Yet another silly law, but it's the law, nonetheless.  

Some people may assert "well, it doesn't hurt anyone but crooks," given that they exempt "hand forged" swords, but I doubt they realize that there's no shortage of really cheap "hand forged swords" out there.  

Just as a few examples:

http://shop.ebay.com/?_from=R40&_tr...=hand+forged+katana&_sacat=See-All-Categories


----------



## Bob Hubbard

Stupid laws like this are intended to disarm the public, make the passers look like heroes, and do nothing to actually stop crime since criminals don't obey the law.  Idiot laws I call them as only an idiot supports em.


----------



## celtic_crippler

Is it still legal to own a shillelagh?


----------



## arnisador

Sheesh!


----------



## mwd0818

I don't agree necessarily, but I will at least point out a counter argument to the idea that _laws like this only hurt law-abiding citizens, the criminals are criminals because they don't care about the law_.

This is true, but in today's society with lawyers and legal loopholes and litigation, there is an advantage to having laws like this on the books.  It becomes additional grounds for prosecuting real criminals.  Arrest a person and charge him with assault with a deadly weapon (samurai sword for example).  Criminal's lawyer finds a legal loophole and the charge is dismissed.  Criminal walks.

Add in these silly laws, and that same guy is charged with Assault with a Deadly Weapon, Possession of a Samurai Sword, etc. . . Now, at least there are more things that could possibly go through to a conviction, and if that law didn't exist, it eliminates a possibility of prosecution.

Not that I necessarily agree with it, but it is an advantage to having these type things on the books and I think worth at least acknowledging.  I look at these things kind of like welfare . . .

In theory I think they are on to something . . . 

In practice . . .  they are often missing entirely.


----------



## Tez3

Can I point out this is in Eire and Ireland is two countries,Northern Ireland and Eire. Both have their own governments which are voted in by the electorate who don't seem to be complaining. They may however take umbrage at being thought stupid to pass such laws, however it's their country, their laws, up to them.


----------



## shesulsa

I keep waiting to find soylent green on the shelf at the grocery.


----------



## grydth

Tez3 said:


> Can I point out this is in Eire and Ireland is two countries,Northern Ireland and Eire. Both have their own governments which are voted in by the electorate who don't seem to be complaining. They may however take umbrage at being thought stupid to pass such laws, however it's their country, their laws, up to them.



Agreed as to sovereignty issues, but stupid laws are just that irrespective of locale or nation. 

Here in New York State, we have one of the stupider laws with regard to martial art weapons.... so I am not singling out the Irish nor would I be condescending about it. 

I should most wish to see an Offensive Politician Act, banning those shallow beings who steal our freedom and thereby make us *less* safe.

I would also note that increasing conviction rates is not always a good thing - not when we are criminalizing ordinary people while the actual killers and slashers too often run free.... a disgusting situation most often noted right here in the USA.


----------



## MA-Caver

When weapons are outlawed only outlaws will have weapons! 

Didn't they do this in Australia not too long ago? 

Wonders how long before it crosses the pond to here?

• Recorded information
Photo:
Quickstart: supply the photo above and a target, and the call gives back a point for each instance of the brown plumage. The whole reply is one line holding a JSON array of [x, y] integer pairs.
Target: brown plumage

• What is required
Recast the paragraph from the forum thread about the sword law that begins "This is true, but in today's society" as a short bulleted list that keeps its main points.

• The answer
- With lawyers, legal loopholes and litigation, there is an advantage to having laws like this on the books.
- Such laws give additional grounds for prosecuting real criminals.
- For example, a person is arrested and charged with assault with a deadly weapon, such as a samurai sword.
- The criminal's lawyer finds a legal loophole, the charge is dismissed, and the criminal walks.